» Exercise goal: Rewrite the records below, changing every "exactly one point" to "a single point" and leaving all other text as it is.
##### Excerpted records #####
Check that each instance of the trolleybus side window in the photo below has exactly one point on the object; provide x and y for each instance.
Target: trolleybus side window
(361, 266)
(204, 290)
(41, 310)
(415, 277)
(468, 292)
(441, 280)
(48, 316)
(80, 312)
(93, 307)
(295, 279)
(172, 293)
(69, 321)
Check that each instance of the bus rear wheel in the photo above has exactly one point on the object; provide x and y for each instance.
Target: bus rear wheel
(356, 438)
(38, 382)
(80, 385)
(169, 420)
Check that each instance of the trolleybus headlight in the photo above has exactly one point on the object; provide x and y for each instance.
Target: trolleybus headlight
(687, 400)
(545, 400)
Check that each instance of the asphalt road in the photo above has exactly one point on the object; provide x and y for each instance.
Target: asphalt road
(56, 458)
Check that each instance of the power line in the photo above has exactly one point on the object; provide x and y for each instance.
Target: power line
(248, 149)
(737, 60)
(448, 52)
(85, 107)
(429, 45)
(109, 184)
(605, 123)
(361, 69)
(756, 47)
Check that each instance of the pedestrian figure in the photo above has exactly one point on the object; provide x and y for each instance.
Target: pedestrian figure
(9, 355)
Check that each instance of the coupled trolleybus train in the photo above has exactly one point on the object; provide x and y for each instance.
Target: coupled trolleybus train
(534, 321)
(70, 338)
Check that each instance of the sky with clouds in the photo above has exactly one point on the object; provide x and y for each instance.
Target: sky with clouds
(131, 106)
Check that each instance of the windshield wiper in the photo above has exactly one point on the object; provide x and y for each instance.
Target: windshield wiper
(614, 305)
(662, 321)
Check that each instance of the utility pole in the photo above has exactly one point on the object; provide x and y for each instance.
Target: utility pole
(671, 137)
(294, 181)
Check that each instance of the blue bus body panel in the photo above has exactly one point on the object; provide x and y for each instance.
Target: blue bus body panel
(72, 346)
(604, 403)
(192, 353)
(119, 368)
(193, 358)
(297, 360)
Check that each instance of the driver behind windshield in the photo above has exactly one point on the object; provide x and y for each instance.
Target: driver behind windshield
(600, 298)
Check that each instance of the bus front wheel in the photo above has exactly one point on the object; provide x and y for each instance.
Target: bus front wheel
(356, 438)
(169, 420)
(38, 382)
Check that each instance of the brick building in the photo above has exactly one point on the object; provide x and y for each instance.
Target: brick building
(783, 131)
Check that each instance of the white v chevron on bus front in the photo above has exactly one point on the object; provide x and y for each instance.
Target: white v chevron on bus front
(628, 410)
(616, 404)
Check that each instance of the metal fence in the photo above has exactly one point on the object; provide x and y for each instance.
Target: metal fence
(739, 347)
#####
» Solution for this exercise:
Check that each instance of the trolleybus side window in the photo below has a single point on the object; provide x and y for each instance.
Target: trolleybus side window
(361, 266)
(204, 290)
(41, 310)
(415, 277)
(468, 292)
(441, 280)
(48, 316)
(80, 312)
(93, 307)
(295, 279)
(172, 293)
(69, 321)
Check that each instance of the bus rear wheel in the photo above has a single point on the object; provide x and y for each instance.
Target: bus rear wheel
(356, 438)
(38, 382)
(80, 385)
(169, 420)
Check that each instance of the trolleybus headlight in the photo above has a single point on the object; provide x and y for each instance.
Target: trolleybus headlight
(687, 400)
(545, 400)
Check that each instance of the asphalt road in the photo above has a single point on the object; provide x and y for each instance.
Target: asphalt road
(56, 458)
Check that each instance of the power line in the photo above has a single point on the object; provide x and y for each instance.
Target: power line
(248, 149)
(737, 60)
(448, 52)
(85, 107)
(429, 45)
(109, 184)
(605, 123)
(361, 69)
(756, 47)
Check that each instance of the pedestrian figure in the photo above has a single point on the object; provide x and y for each instance.
Target: pedestrian figure
(9, 355)
Check that each instance of the coupled trolleybus train in the photo above has a single point on the object; provide x and y for each instance.
Target: coupled trolleybus train
(534, 321)
(70, 338)
Check that each instance of the sky with clouds in the photo above has a single point on the object; provide x and y for each instance.
Target: sky with clouds
(131, 106)
Check that each instance of the windshield wiper in the photo above has a single point on the object; provide x and y for each instance.
Target: windshield wiper
(614, 305)
(662, 321)
Check that each instance of the utility pole in the photo above has a single point on the object; provide x and y for each instance.
Target: utility pole
(671, 137)
(294, 181)
Check that each instance of the blue bus body panel in the photo above has a single point on the object; provide x and y for each instance.
Target: blue bus body panel
(72, 346)
(604, 403)
(192, 353)
(119, 368)
(193, 358)
(297, 360)
Check that each instance of the driver behind windshield in the photo above has a single point on the object; provide x and y for each instance.
Target: driver behind windshield
(600, 298)
Check that each instance of the bus front wheel in the photo above has a single point on the object; provide x and y for each instance.
Target: bus front wheel
(356, 438)
(169, 420)
(38, 382)
Check that each instance of the brick building in the photo above has a single point on the object; provide x and y for each instance.
Target: brick building
(783, 131)
Check that each instance of the white v chevron on bus front in the photo above has a single point on the object; provide x and y for each instance.
Target: white v chevron on bus front
(628, 410)
(616, 404)
Check that each instance of the metal fence in the photo above has a single point on the object; provide x and y for each instance.
Target: metal fence
(739, 347)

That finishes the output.